Problem description: Please count the lines in the records below that contain the word "blue" and give only that number.
━━ Records for the task ━━
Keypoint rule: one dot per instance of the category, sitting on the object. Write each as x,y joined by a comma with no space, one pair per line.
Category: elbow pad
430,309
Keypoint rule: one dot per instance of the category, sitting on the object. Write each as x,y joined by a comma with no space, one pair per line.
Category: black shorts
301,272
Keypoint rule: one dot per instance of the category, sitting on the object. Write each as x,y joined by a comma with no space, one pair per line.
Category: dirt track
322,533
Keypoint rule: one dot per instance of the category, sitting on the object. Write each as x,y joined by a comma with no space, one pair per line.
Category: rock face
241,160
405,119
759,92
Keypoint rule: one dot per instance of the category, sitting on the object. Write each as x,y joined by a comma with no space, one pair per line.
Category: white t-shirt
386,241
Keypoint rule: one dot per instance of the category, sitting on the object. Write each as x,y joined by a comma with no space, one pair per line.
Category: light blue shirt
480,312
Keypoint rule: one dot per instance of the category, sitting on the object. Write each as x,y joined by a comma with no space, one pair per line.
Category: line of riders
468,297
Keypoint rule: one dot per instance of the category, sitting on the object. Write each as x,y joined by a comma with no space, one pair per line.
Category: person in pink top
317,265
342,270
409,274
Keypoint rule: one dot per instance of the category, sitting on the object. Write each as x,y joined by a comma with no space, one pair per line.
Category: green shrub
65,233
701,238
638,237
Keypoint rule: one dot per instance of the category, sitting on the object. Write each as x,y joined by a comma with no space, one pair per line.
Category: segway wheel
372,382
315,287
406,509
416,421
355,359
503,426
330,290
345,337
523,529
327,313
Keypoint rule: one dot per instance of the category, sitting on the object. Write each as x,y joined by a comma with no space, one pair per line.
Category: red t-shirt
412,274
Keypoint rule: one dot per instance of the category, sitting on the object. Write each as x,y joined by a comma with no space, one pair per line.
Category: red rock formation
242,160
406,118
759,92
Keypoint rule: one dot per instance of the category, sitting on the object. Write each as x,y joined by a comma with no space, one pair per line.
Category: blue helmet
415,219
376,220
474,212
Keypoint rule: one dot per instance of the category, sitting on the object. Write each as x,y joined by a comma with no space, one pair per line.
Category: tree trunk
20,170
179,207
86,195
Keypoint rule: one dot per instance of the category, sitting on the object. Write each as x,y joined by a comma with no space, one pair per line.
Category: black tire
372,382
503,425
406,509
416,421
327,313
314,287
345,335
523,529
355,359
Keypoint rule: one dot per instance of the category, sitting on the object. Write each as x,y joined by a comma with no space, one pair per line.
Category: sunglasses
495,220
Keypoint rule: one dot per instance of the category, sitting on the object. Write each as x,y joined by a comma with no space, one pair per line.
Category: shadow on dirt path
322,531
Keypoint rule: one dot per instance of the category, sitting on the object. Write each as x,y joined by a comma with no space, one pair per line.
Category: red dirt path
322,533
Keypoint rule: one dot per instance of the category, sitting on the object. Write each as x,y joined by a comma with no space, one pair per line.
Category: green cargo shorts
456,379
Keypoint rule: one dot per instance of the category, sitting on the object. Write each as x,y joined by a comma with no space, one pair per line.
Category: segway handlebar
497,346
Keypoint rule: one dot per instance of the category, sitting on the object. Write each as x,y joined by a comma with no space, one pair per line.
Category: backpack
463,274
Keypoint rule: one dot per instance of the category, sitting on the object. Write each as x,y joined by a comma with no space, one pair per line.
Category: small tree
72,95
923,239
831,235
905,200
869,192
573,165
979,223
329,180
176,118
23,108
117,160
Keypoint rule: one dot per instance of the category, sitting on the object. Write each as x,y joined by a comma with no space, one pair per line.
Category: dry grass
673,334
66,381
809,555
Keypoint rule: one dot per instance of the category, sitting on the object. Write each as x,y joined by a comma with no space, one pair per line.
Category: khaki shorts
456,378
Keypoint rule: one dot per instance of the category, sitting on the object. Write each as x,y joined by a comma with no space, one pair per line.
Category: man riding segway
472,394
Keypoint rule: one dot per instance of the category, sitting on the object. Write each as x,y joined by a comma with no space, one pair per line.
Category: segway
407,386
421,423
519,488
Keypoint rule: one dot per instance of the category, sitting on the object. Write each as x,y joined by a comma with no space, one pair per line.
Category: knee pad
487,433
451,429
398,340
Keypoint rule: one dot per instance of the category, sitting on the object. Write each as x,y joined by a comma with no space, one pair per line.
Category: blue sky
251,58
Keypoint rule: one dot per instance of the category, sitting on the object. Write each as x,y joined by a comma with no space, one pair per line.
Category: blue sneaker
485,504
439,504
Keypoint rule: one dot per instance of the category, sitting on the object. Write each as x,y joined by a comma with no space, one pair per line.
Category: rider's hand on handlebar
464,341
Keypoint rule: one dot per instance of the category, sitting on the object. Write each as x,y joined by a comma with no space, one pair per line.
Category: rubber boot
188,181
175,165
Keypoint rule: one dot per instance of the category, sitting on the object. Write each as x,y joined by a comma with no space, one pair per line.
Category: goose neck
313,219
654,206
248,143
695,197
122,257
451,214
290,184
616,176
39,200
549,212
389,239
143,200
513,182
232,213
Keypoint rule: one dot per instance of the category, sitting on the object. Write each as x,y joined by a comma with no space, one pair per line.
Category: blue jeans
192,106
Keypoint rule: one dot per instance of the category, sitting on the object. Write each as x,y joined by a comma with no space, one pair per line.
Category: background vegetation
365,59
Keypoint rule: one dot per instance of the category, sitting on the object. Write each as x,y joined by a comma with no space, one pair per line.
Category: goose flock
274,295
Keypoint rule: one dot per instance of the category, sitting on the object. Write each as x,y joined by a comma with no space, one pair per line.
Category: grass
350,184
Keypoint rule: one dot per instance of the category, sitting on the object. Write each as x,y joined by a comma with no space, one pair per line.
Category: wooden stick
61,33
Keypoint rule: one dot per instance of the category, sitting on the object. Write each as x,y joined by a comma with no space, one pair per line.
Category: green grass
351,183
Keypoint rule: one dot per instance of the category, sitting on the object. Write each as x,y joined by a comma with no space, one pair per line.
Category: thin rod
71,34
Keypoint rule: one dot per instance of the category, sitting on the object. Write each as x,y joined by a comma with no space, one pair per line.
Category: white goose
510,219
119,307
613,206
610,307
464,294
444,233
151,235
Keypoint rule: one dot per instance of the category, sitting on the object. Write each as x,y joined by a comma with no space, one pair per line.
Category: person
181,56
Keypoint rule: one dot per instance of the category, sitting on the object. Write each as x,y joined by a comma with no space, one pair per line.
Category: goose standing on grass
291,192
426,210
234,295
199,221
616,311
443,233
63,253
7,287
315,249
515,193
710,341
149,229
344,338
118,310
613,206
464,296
━━━
━━ Records for the task ━━
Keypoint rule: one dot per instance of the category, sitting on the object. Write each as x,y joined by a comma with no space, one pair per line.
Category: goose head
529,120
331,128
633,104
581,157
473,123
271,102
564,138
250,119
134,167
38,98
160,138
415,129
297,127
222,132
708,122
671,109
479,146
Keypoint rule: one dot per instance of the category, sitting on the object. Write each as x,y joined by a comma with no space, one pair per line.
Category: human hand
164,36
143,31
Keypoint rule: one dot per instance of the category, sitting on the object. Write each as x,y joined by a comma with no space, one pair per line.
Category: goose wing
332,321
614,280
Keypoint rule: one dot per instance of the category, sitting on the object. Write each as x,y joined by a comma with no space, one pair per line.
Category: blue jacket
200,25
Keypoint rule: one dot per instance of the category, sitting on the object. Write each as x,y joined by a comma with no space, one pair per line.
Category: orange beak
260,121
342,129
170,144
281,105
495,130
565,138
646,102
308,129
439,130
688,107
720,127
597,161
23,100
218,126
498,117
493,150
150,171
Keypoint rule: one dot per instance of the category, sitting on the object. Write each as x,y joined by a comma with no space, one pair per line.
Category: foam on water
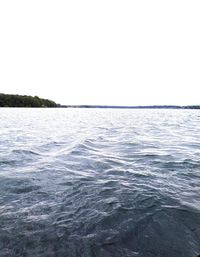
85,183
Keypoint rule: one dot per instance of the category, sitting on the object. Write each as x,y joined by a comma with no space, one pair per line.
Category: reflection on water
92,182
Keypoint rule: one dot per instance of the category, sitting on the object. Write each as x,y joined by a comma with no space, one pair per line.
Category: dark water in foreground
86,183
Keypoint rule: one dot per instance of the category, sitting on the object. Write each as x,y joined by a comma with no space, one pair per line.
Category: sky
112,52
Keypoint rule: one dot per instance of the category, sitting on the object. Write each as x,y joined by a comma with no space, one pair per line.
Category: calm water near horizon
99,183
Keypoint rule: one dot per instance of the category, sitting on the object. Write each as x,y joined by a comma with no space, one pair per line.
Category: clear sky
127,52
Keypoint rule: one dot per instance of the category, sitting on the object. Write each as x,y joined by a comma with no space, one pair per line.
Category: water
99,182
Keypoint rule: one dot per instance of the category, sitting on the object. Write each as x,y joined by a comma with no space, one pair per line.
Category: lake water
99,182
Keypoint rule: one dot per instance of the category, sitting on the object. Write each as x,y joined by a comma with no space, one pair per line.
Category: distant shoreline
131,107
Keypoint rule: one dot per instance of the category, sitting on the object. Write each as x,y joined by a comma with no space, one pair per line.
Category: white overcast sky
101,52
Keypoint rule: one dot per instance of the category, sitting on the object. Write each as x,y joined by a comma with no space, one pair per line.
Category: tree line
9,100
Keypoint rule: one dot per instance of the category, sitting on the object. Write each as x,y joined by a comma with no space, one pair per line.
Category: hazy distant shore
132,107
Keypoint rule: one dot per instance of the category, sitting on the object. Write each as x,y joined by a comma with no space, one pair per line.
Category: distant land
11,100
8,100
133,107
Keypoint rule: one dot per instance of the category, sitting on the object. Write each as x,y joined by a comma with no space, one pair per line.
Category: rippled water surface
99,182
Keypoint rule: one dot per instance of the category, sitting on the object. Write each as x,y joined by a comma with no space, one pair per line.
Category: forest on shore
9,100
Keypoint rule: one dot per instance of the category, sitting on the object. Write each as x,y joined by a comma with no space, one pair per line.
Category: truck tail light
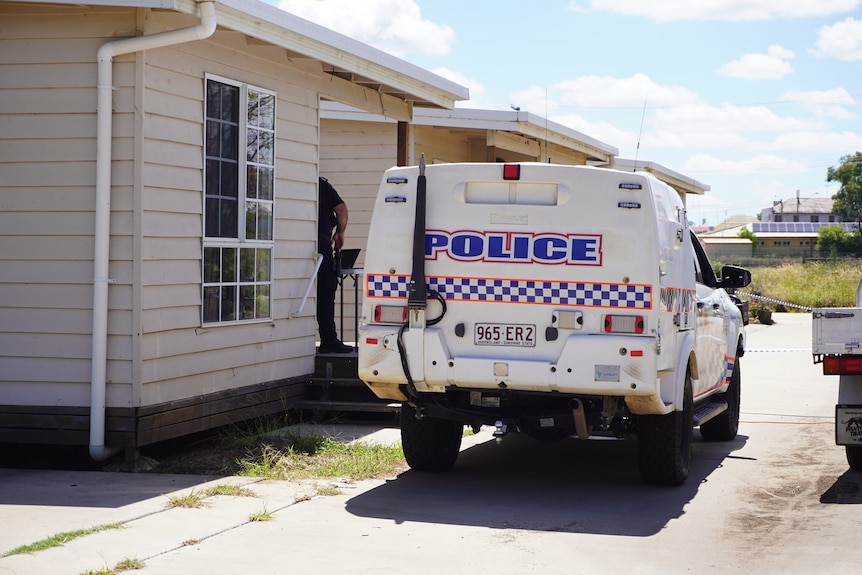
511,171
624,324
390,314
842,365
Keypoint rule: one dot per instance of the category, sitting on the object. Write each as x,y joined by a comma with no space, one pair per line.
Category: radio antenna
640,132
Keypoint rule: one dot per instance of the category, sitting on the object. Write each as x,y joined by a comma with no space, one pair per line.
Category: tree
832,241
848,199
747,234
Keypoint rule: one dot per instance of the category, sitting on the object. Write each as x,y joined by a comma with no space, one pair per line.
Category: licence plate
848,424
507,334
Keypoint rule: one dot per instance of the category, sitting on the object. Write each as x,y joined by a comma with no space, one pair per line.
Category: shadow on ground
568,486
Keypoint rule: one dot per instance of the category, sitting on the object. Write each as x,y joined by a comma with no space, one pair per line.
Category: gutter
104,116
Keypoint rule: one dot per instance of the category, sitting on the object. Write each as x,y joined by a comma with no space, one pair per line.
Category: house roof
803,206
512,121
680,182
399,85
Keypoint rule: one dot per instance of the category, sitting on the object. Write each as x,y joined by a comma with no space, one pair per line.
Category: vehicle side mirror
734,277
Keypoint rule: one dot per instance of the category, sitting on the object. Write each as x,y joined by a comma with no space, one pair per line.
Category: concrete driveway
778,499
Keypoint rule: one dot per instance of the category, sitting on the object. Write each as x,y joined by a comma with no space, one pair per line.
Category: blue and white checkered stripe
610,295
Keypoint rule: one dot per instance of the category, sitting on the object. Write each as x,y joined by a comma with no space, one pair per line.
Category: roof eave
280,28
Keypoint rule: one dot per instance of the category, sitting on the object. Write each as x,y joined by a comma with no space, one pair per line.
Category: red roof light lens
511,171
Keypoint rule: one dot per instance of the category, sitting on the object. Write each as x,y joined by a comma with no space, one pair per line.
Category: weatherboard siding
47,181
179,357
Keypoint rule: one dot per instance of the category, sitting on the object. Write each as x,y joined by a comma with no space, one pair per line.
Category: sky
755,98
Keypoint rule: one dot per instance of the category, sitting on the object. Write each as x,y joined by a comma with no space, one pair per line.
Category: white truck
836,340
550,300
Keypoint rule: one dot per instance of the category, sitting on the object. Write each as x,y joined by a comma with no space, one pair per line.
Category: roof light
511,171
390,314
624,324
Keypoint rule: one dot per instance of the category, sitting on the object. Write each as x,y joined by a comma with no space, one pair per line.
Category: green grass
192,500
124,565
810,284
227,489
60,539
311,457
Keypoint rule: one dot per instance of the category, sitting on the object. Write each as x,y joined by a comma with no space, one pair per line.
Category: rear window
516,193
━━━
━━ Records for the task ━━
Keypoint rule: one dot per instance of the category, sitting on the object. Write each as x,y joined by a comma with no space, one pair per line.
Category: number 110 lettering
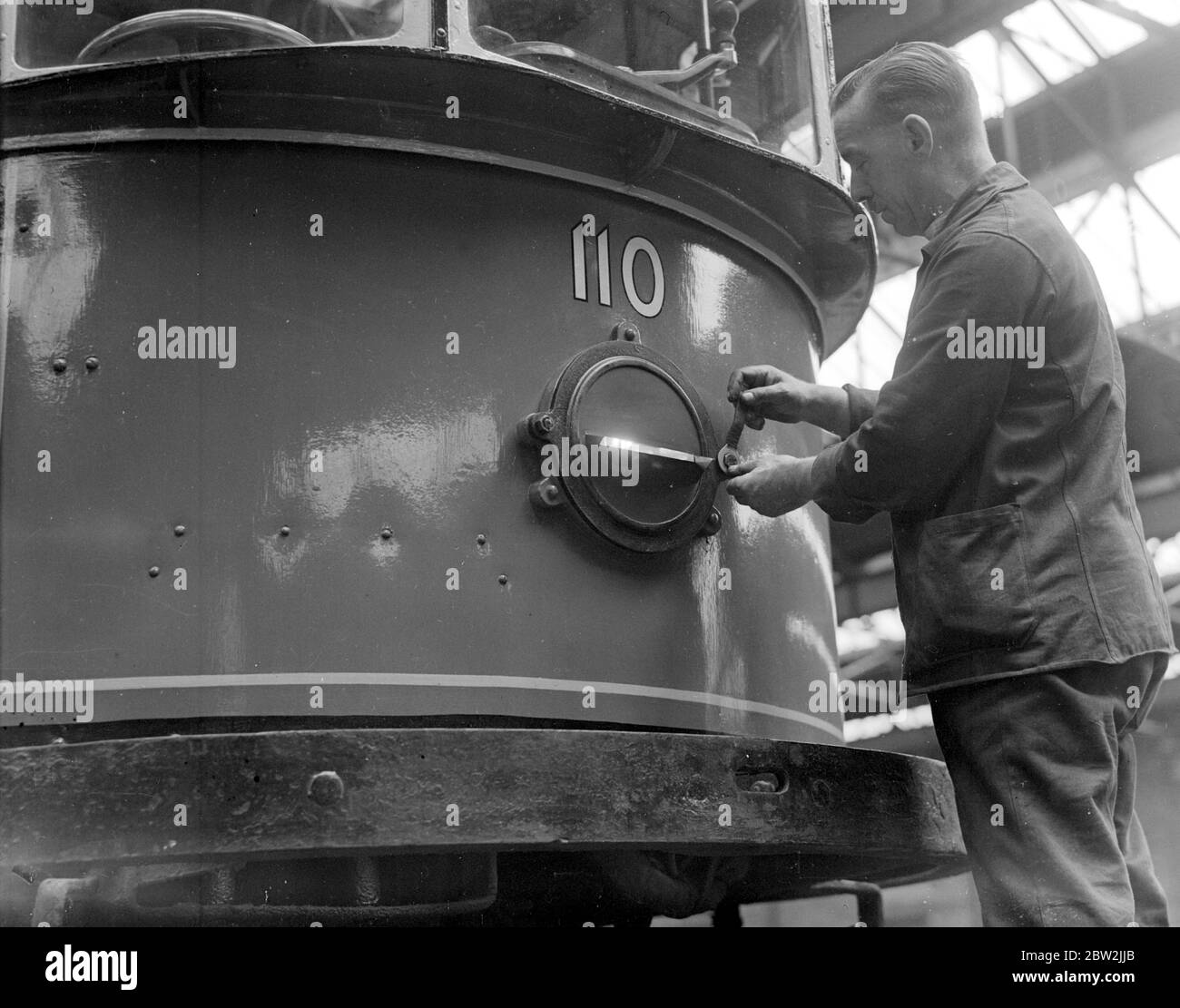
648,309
━━━
Result of this exercise: 7